▸ **AIM OF THE TASK**
Extract the full set of records that follows, word for word.

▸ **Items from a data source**
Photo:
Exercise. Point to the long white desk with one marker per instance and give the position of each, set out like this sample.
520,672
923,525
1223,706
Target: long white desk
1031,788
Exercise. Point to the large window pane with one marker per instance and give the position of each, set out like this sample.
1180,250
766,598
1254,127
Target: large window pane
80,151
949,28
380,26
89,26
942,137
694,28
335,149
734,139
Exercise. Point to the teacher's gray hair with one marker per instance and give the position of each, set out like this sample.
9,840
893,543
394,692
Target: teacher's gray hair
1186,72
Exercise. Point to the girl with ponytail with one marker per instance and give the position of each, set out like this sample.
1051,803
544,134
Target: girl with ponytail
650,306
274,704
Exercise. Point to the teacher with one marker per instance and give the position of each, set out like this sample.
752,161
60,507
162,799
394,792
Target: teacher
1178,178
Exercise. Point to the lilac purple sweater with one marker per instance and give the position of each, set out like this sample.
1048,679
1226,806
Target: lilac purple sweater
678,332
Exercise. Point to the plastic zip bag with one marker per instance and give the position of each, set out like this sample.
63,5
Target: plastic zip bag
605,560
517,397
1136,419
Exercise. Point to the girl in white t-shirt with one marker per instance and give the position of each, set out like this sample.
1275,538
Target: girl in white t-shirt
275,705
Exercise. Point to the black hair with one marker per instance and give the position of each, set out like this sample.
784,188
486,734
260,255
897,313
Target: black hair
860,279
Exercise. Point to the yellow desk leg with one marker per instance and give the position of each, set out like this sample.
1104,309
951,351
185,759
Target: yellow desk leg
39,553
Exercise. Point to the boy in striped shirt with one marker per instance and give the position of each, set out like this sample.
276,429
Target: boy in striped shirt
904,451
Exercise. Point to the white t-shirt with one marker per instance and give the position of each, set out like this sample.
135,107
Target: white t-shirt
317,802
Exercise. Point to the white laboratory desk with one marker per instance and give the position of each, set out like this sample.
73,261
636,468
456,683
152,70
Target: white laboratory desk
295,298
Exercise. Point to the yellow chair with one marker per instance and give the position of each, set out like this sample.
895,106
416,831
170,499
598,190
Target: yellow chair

▸ **RESPONSE TO THE EXERCISE**
Photo:
Exercise. Point to the long white desk with one marker per instance and give the position of each, set out like this sample.
520,672
923,525
1223,706
Target: long white desk
1031,788
Exercise. Point to the large window pane with one marker per instance and give the position of each, set out like this sample.
1180,250
766,598
1254,127
Target: large window pane
80,151
949,28
380,26
89,26
942,137
694,28
335,149
734,139
Exercise. Point to the teacher's gray hair with one marker per instance and give the position of each, set out like this sample.
9,840
893,543
394,692
Target: teacher's gray hair
1186,72
Exercise. Point to the girl with ponytail with one marker per instance and give the position of each, set out like this sample.
1051,803
544,134
Target: girl with ponytail
650,306
274,704
Exercise. Point to the teacher with one marker per instance and give the position of each, set out like this sample.
752,161
60,507
162,799
394,792
Target: teacher
1178,178
Exercise. Point to the lilac purple sweater with one marker per instance and give the position of each, set out like this sample.
1048,679
1226,806
Target: lilac purple sweater
678,332
Exercise. Point to the plastic zip bag with one marker per instance and give the position of each, set out like this sample.
63,5
Target: plastic zip bag
605,560
517,397
1136,419
Exercise. Point to the girl in white t-shirt with one marker per instance and give the position of each, set out like this sample.
1275,538
Target: girl in white t-shirt
275,705
Exercise. Point to the black hair with one marker per instance and give the position of each, set out like this sample.
784,188
486,734
260,255
897,313
Target: black hair
860,279
Exercise. Point to the yellow desk leg with one marker per instance and give the position of each, set out like this sample.
1104,309
951,351
185,759
Target: yellow desk leg
39,553
Exercise. Point to the boy in striped shirt with one marker per instance and give the position of each, set out like this sample.
276,429
Target: boy in striped shirt
904,451
Exercise. Point to the white t-shirt with one marker per instance and give the position of each, set out like this sample.
135,107
Target: white t-shirt
317,802
Exercise. Point to the white laboratory desk with one marker per instance and give the position of each, set out like this sample.
73,261
636,468
456,683
152,70
Target: white laboratory desk
295,298
Exercise. Point to the yellow chair with one marker per instance and give the position of each, set out like this sample.
895,106
416,831
170,499
598,190
Target: yellow chair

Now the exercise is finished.